==== THE DATA ====

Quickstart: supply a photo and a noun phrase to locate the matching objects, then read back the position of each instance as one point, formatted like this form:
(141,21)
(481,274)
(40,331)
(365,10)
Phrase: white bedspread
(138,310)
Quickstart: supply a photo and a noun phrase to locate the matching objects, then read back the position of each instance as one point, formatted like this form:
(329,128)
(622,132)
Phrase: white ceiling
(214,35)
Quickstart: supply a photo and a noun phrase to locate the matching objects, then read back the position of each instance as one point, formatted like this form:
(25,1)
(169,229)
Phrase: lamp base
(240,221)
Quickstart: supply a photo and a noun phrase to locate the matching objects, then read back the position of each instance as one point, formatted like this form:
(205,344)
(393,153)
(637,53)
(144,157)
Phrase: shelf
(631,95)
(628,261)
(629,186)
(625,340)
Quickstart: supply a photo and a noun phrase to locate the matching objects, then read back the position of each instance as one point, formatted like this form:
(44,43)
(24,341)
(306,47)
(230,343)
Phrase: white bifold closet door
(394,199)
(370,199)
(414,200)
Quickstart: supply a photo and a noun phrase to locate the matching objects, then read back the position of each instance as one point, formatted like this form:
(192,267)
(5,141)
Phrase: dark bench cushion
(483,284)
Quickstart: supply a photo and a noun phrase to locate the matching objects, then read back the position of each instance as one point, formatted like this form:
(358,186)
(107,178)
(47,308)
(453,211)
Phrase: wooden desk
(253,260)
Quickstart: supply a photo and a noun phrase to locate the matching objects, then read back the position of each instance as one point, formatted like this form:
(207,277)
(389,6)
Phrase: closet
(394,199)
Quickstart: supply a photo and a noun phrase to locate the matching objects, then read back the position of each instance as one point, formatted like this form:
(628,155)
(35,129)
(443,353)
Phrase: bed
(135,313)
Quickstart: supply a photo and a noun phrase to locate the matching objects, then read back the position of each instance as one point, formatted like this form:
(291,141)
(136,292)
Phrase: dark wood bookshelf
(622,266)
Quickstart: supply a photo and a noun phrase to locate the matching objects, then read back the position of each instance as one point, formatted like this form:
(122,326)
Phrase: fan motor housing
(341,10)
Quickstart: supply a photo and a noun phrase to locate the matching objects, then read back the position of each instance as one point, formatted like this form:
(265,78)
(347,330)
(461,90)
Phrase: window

====

== AIM OF THE EXERCISE ==
Please print out every record exactly as it is written.

== SOLUTION TO THE PROBLEM ==
Quickstart: supply a photo and a noun phrase to locate the matching objects, then read back the position of each instance as one point, formatted like this form:
(141,21)
(481,274)
(40,331)
(365,10)
Phrase: white bedspread
(138,310)
Quickstart: supply a photo and a noun phrase to locate the matching objects, then read back the position of each instance as one point, formatted like this form:
(329,128)
(622,132)
Phrase: white ceiling
(214,35)
Quickstart: supply a photo and a noun phrase to locate the matching objects, then read back the position of each instance as one point, formatted like this form:
(25,1)
(169,229)
Phrase: lamp base
(240,221)
Quickstart: supply a photo and a noun phrase to locate the matching objects, then read back the position of each instance as one point, formatted like this form:
(205,344)
(393,153)
(637,53)
(144,157)
Phrase: shelf
(631,95)
(628,261)
(629,186)
(625,340)
Quickstart: supply a photo and a noun phrase to locate the matching objects, then read back the position of each instance as one point, formatted like this form:
(44,43)
(24,341)
(306,47)
(230,343)
Phrase: white bifold closet door
(394,199)
(370,199)
(414,200)
Quickstart: supply a photo and a noun phrase to locate the matching objects, then read back the position of each instance as one point, formatted like this form:
(192,267)
(5,141)
Phrase: dark bench cushion
(483,284)
Quickstart: supply a photo and a noun phrase to locate the matching objects, then read back the position of each instance as one point, formatted like this form:
(358,186)
(107,178)
(47,308)
(453,211)
Phrase: wooden desk
(253,260)
Quickstart: supply a photo and a noun phrase to locate the matching objects, then read back the position of each instance as one point, formatted like this form:
(207,277)
(389,6)
Phrase: closet
(394,199)
Quickstart: supply a photo and a noun phrase to locate the matching objects, then read back the position of each instance as one point, formatted like this form:
(628,155)
(35,129)
(443,353)
Phrase: bed
(135,313)
Quickstart: supply a photo and a noun phrase to locate the matching objects, then read back the position of each instance as one point, formatted like this form:
(291,141)
(136,292)
Phrase: dark wood bookshelf
(622,266)
Quickstart: supply a photo and a noun phrase to locate the matching objects, then read back the position of each instance as one point, formatted like this form:
(122,326)
Phrase: fan motor housing
(341,10)
Quickstart: supply a photo and a noun phrase to locate the matching objects, then read back the position of each instance as one point, formatted like this form:
(265,78)
(347,330)
(461,90)
Phrase: window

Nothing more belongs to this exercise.